Copy the material below verbatim, reproducing every line without changes.

▶ _Provided entries_
------------------------------------

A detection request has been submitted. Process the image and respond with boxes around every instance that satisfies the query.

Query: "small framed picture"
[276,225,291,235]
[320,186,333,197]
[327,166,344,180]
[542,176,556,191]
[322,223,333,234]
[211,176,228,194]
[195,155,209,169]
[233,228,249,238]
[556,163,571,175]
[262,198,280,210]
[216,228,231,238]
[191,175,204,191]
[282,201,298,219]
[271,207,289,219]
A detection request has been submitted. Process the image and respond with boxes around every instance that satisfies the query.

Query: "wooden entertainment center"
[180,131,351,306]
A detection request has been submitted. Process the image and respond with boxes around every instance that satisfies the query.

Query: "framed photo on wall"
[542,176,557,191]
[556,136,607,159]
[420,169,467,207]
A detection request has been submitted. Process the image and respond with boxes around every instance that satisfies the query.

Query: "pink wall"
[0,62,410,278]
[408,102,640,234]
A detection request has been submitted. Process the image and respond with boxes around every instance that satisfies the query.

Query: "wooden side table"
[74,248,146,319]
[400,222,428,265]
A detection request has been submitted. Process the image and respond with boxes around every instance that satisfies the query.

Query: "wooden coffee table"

------------------------------------

▶ _Finished exercise_
A detection request has been submitted. Process the image and respond with boxes around every instance that satisfies the query.

Query: "small framed picture"
[276,225,291,235]
[320,186,333,197]
[327,166,344,180]
[542,176,556,191]
[322,223,333,234]
[211,176,228,194]
[195,155,209,169]
[233,228,249,238]
[556,163,571,175]
[262,198,280,210]
[216,228,231,238]
[191,175,204,191]
[282,201,298,219]
[271,207,289,219]
A detection request has been submitted. Process the image and respond with boxes around every instance that satisfies the query.

Query: "wooden entertainment center"
[180,131,351,306]
A detection request has been submitted. Process the image and respond with boxes around every instance that satisfies the query.

Query: "framed photo on wall"
[542,176,557,191]
[556,136,607,159]
[420,169,467,207]
A detection request has been submitted. Process the image and respond with boxes around every instance that satisfies the query.

Query: "pink wall"
[0,62,410,278]
[408,102,640,234]
A detection request has been submitted. Process the image and respond with boxes around every instance that satisfies the query.

Query: "wooden side table"
[74,248,146,319]
[400,222,428,265]
A detection request has been submitted. Process the image and respond with boxes around every instance that satisfies the query.

Query: "wooden coffee table"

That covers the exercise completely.